===== PROVIDED TEXT

And he finds himself in the 16th century, in a fishing village about to walloped by a tremendous storm. Following a few leads from the (suspicious, but preoccupied) villagers, he comes to the ancient and crumbling house of a mad alchemist. Locked up in a tower by the alchemist, his uncle, is Will, who has been sending out messages on balloons he has made from the skin of mice.... As the storm hits, the alchemist's house collapse, and Will and Martin barely escape.

It was very good time travel, with Will's desperate predicament vividly described, and  a beautifully creepy, yet moving, picture of the crazed alchemist uncle. It is a transformative experience for Martin, who cannot help but be engaged in the trauma of it all.

But then he wakes up in his own bed back in the institution, not having left it at all. It was a dream, a Freudian dream that has cleared his mind, and he is no longer detached from reality.

It was very gripping, and I read it in a single sitting, but there is much that made me uncomfortable re mental illness and children suffering from it. The detail and care with which the fat body of another child who seems to have a development delay was unpleasant, for example. And then there's the magical healing of mental illness being cured through drug-induced time travel and a few pointed remarks from the doctor pointing out elements of Martin's story that resonate with his real life.....not a very satisfying conclusion for the modern reader.

On the other hand, the theme of oceans, and drowned shells, and the fishing village and alchemist's house devastated by waves, makes the story strangely cohesive.  The alchemy part was fascinating.  And it was pleasing to see Martin come out of his isolation, and I did read it in one engrossed gulp. Well worth the $5 I spent on it.

9/27/22

My Second Impression of You, by Michelle I. Mason, for Timeslip Tuesay

My Second Impression of You, by Michelle I. Mason (Sept. 20th, Bloomsbury), is a fun YA romance (and even upper Middle Grade readers) fueled by a very interesting time slip plot.

==========
===== DATASET

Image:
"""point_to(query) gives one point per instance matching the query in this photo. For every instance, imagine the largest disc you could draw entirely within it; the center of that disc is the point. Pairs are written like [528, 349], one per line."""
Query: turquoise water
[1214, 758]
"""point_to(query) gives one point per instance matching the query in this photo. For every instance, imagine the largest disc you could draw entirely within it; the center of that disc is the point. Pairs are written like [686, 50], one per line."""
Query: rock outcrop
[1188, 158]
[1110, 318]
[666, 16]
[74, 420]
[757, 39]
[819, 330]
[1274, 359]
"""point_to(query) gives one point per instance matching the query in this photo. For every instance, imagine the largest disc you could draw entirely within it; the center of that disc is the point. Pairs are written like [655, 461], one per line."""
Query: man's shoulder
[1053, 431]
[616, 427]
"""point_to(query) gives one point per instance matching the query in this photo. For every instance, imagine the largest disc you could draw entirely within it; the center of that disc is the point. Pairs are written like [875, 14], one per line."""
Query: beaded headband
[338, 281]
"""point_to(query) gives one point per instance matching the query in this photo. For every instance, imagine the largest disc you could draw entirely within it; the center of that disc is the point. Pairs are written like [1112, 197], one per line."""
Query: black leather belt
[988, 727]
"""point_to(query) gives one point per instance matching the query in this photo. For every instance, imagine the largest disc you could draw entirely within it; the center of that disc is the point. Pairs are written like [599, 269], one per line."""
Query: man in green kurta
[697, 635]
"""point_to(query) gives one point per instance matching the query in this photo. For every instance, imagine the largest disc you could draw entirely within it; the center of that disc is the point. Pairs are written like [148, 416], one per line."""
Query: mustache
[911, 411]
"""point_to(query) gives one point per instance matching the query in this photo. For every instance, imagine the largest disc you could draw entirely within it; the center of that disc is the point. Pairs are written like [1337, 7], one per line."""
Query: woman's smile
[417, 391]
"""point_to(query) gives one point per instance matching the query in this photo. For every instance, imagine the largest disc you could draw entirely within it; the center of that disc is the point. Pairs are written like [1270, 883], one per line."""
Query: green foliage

==========

TASKS AND EXERCISES:
- a) In the book review, what does Will make his message balloons from?
- b) Carry on the book review from its final sentence.
The entries are not needed for anything that follows.

ANSWERS TO THE EXERCISE:
- a) He makes them from the skin of mice.

- b)
16 year old Maggie is sure that her perfect boyfriend, Theo, is going to ask her to prom when he suggests meeting up at a coffee shop, but instead, he breaks up with her.  Stumbling back to her car, she falls and hurts her foot.  Theo does nothing to help, but his best friend, Carson, who Maggie has never liked, is there and drives her home.

Maggie turns out to have broken a foot bone, and needs surgery, and her life, which centers around drama and dances, crashes down to mingle with the loss of Theo.  She wallows in self-pity.  So when she gets a text offering her the chance to revisit the best day of her life, she can't revisit, and installs the app.  She'll go back to the wonderful, giddy, fairytale day when she and Theo first met.

But this time around, the app keeps intruding, showing her the day from other points of view.  Her best friend has a secret that might ruin the love and trust between them.  Theo is not exactly the romantic hero Maggie had thought.  Carson is more than just Theo's unwelcome wingman.  And so Maggie is forced to think about things that in her self-centered way had never occurred to her....All that she missed the first time around pushes her into being a better, more aware person, and gives her the gift of someone much better than Theo....

The app doesn't deliver it all in one day, so Maggie's real time life keeps getting knocked out of kilter by bits of new information, making her character growth more believable.  She has to work hard to process and act on what she learns, and though the reader might want to shake her (she's isn't very likeable for the first half of the book or so), she does get there in the end.

Michelle Mason is the author of Your Life Has Been Delayed, another fascinating and thought-provoking YA time slip/romance (my review), and I appreciated the interesting twist on time travel she's come with here too.  Maggie was really in the past, and the app had to poke her to keep her from changing things, so it was more than just watching a movie. The app isn't explained at all, and I can't help wonder why Maggie was the chosen one....

It's a really fun premise, well delivered, and the developing romance was sweet.  It was a fast and absorbing read, with the bonus of me wondering what I would do if I were Maggie, and what day I'd want to go back to if I were Maggie....and what I might learn.